• [Do this]:
Identify every line in the rows below that contains the word "sepal", and copy each of those lines. Case counts.

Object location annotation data
··········
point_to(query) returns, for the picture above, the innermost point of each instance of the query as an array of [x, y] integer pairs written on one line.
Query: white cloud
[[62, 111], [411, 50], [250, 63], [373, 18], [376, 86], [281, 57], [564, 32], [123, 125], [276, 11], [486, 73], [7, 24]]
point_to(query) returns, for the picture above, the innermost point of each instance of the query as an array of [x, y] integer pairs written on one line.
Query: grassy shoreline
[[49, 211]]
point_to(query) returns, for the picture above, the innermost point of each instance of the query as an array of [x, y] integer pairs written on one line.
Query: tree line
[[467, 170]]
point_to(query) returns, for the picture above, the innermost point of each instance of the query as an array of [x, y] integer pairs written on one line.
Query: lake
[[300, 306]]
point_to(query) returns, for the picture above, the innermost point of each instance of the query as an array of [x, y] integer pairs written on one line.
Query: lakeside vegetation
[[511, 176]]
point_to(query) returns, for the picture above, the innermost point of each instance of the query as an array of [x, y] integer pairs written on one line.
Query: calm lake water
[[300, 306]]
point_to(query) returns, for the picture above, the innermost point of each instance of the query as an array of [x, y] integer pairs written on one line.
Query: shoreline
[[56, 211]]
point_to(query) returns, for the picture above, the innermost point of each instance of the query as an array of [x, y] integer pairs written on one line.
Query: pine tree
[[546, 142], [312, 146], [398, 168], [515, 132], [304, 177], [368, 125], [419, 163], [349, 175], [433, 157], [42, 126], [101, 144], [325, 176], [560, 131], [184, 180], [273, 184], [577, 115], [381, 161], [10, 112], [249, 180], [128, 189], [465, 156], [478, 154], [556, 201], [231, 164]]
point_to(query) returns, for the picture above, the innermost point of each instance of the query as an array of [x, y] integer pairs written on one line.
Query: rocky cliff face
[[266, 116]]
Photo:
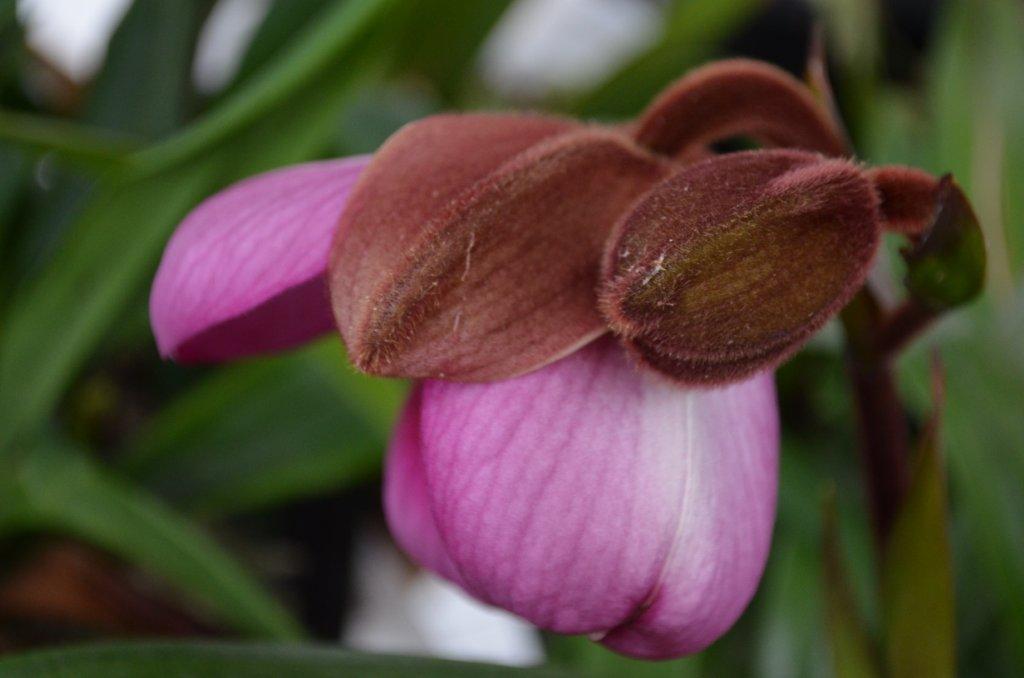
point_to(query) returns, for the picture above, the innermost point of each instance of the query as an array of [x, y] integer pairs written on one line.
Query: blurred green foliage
[[89, 193]]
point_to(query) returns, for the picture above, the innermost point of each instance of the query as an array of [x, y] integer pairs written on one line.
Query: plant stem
[[881, 417], [902, 326]]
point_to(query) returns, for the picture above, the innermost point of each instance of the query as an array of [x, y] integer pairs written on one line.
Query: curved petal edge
[[244, 273]]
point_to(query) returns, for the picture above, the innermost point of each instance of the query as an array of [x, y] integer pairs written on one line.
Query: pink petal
[[407, 501], [589, 497], [244, 272]]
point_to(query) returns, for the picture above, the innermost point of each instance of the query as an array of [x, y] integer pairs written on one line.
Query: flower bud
[[729, 265]]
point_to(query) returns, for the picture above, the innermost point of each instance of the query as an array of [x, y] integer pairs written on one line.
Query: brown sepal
[[737, 97], [729, 265], [471, 247], [907, 197]]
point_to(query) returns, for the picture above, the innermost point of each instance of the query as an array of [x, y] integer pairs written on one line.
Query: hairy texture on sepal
[[737, 97], [907, 197], [729, 265], [471, 247]]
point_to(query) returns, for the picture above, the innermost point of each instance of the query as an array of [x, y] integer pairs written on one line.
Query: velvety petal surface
[[470, 250], [244, 272], [738, 97], [590, 497], [729, 265]]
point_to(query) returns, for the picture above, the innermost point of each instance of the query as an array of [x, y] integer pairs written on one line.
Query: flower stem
[[881, 417]]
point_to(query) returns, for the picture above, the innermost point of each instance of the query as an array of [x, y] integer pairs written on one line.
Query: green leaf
[[327, 40], [692, 31], [444, 37], [53, 324], [590, 659], [853, 655], [144, 86], [56, 488], [160, 660], [946, 268], [111, 252], [284, 20], [259, 433], [916, 573], [94, 149]]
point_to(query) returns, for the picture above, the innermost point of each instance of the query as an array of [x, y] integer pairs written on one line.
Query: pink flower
[[583, 482], [587, 497]]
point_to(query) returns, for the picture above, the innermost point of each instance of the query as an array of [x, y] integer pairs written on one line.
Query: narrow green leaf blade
[[159, 660], [853, 655], [58, 489], [263, 432], [692, 29], [916, 576]]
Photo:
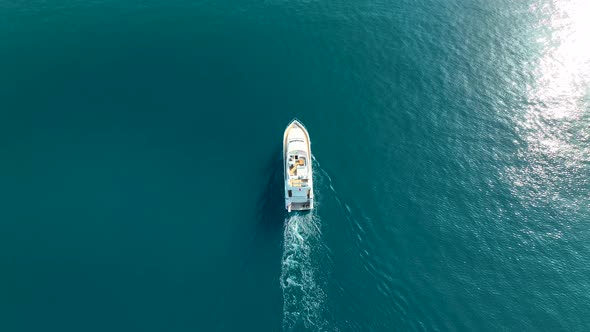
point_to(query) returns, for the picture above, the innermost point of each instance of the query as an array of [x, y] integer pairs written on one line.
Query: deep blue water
[[140, 165]]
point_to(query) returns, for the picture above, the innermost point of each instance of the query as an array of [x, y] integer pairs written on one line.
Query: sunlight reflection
[[556, 124]]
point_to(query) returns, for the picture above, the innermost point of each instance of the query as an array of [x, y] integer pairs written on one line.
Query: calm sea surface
[[141, 176]]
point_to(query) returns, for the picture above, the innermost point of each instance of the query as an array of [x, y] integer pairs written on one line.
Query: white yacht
[[298, 172]]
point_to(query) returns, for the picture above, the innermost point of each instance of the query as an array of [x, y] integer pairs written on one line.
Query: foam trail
[[303, 297]]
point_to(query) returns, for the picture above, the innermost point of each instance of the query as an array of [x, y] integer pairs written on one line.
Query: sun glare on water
[[555, 129]]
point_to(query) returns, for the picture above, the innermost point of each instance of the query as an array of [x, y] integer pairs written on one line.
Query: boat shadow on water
[[271, 212]]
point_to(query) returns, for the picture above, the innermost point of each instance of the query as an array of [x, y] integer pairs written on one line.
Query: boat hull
[[298, 172]]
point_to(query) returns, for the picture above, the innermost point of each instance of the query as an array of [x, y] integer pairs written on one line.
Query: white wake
[[303, 297]]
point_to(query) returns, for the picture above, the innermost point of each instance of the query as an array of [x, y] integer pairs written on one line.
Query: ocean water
[[141, 176]]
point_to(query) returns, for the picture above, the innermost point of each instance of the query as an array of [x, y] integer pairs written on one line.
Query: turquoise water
[[140, 165]]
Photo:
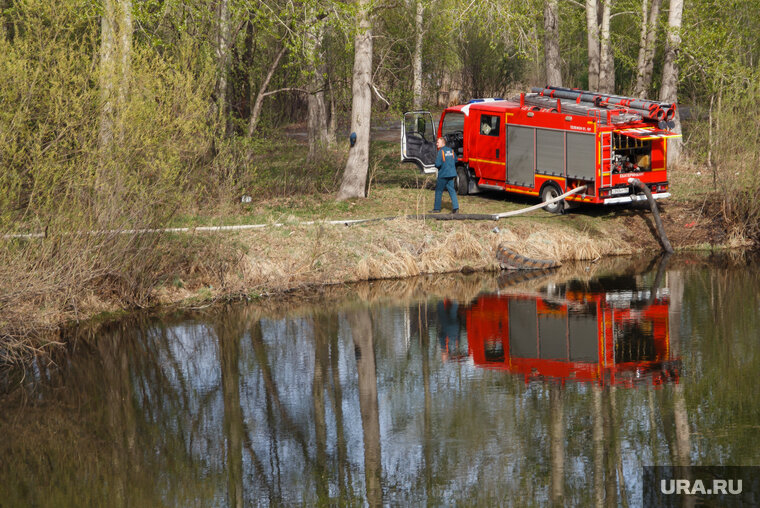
··········
• [Full response]:
Query: brown sepal
Query: hairy texture on sepal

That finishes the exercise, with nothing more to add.